Purdue Today

November 12, 2009

New director striving to stay true to founder's vision for Ismail Center

Lane Yahiro

The Ismail Center has a new director, and he's on a mission.

For the past 22 years, Lane Yahiro has been faced with the challenges presented to him from various cardiac rehabilitation clinics. Now, he is faced with the challenge of reviving the three-step approach of Purdue's health and fitness research center.

Tucked away in Lambert Fieldhouse sits a small but cozy health and fitness clinic known as the Ismail Center. Named after the late A.H. Ismail, a pioneer in the field of exercise for health prevention and maintenance, the center has been under the direction of several individuals since its opening in 1999.

The center was built as an intersection for the health and kinesiology and food and nutrition programs. It provides faculty and students a living laboratory to conduct multidisciplinary research and hold adult fitness programs.

Yahiro doesn't want to deviate from Ismail's original vision.

Ismail always said "exercise is nature's medicine."

Dataset entries
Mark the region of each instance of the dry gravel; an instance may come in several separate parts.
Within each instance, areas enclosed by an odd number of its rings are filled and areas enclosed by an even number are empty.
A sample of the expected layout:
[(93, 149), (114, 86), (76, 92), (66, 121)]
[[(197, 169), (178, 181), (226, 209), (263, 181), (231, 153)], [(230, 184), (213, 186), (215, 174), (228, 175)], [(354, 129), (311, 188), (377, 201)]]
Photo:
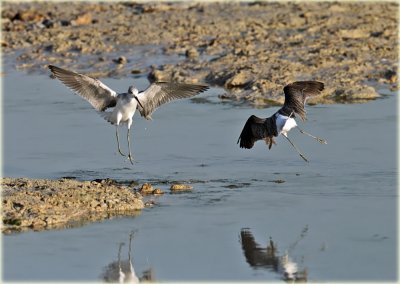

:: Instructions for the task ::
Reproduce, word for word, the complete Purdue Today article about the new director of the Ismail Center.

:: Answer section ::
Purdue Today

November 12, 2009

New director striving to stay true to founder's vision for Ismail Center

Lane Yahiro

The Ismail Center has a new director, and he's on a mission.

For the past 22 years, Lane Yahiro has been faced with the challenges presented to him from various cardiac rehabilitation clinics. Now, he is faced with the challenge of reviving the three-step approach of Purdue's health and fitness research center.

Tucked away in Lambert Fieldhouse sits a small but cozy health and fitness clinic known as the Ismail Center. Named after the late A.H. Ismail, a pioneer in the field of exercise for health prevention and maintenance, the center has been under the direction of several individuals since its opening in 1999.

The center was built as an intersection for the health and kinesiology and food and nutrition programs. It provides faculty and students a living laboratory to conduct multidisciplinary research and hold adult fitness programs.

Yahiro doesn't want to deviate from Ismail's original vision.

Ismail always said "exercise is nature's medicine."